◆ What you need to do
1. Please quote the AI Tracker post word for word, between "In the past" and "of such models.", inclusive.
2. Continue the AI Tracker post from its last sentence, leaving the material aside.

◆ Passage to read
<<<<
AI Tracker: monitoring current and near-future risks from superscale models

Link post

TLDR: We’ve put together a website to track recent releases of superscale models, and comment on the immediate and near-term safety risks they may pose. The website is little more than a view of an Airtable spreadsheet at the moment, but we’d greatly appreciate any feedback you might have on the content. Check it out at aitracker.org.

Longer version:

In the past few months, several successful replications of GPT-3 have been publicly announced. We’ve also seen the first serious attempts at scaling significantly beyond it, along with indications that large investments are being made in commercial infrastructure that’s intended to simplify training the next generation of such models.

Today’s race to scale is qualitatively different from previous AI eras in a couple of major ways. First, it’s driven by an unprecedentedly tight feedback loop between incremental investment in AI infrastructure, and expected profitability [1]. Second, it’s inflected by nationalism: there have been public statements to the effect that a given model will help the developer’s home nation maintain its “AI sovereignty” — a concept that would have been alien just a few short years ago.

The replication and proliferation of these models likely poses major risks. These risks are uniquely hard to forecast, not only because many capabilities of current models are novel and might be used to do damage in imaginative ways, but also because the capabilities of future models can’t be reliably predicted [2].
>>>>
◆ Data provided
<<<<
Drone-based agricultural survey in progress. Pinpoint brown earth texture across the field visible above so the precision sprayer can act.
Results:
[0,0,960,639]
>>>>
◆ Expected responses
1.
In the past few months, several successful replications of GPT-3 have been publicly announced. We’ve also seen the first serious attempts at scaling significantly beyond it, along with indications that large investments are being made in commercial infrastructure that’s intended to simplify training the next generation of such models.

2.
AI Tracker

The first step to assessing and addressing these risks is to get visibility into the trends they arise from. In an effort to do that, we’ve created AI Tracker: a website to catalog recent releases of superscale AI models, and other models that may have implications for public safety around the world.

You can visit AI Tracker at aitracker.org.


Each model in AI Tracker is labeled with several key features: its input and output modalities; its parameter count and total compute cost (where available); its training dataset; its known current and extrapolated future capabilities; and a brief description and industry context, among others. The idea behind the tracker is to highlight these models in the context of the plausible public safety risks they pose, and place them in their proper context as instances of a scaling trend.

(There’s also a FAQ at the bottom of the page, if you’d like to know a bit more about our process or motivations.)

Note that we don’t directly discuss x-risk in these entries, though we may do so in the future. Right now our focus is on 1) the immediate risks posed by applications of these models, whether from accidental or malicious use; and 2) the near-term risks that would be posed by a more capable version of the current model [3]. These are both necessarily speculative, especially 2).

Note also that we expect we’ll be adding entries to AI Tracker retroactively — sometimes the significance of a model is only knowable in hindsight.

Some of the models listed in AI Tracker are smaller in scale than GPT-3, despite having been developed after it. In these cases, we’ve generally chosen to include the model either because of its modality (e.g., CLIP, which classifies images) or because we believe it has particular implications for capability proliferation (e.g., GPT-J, whose weights have been open-sourced).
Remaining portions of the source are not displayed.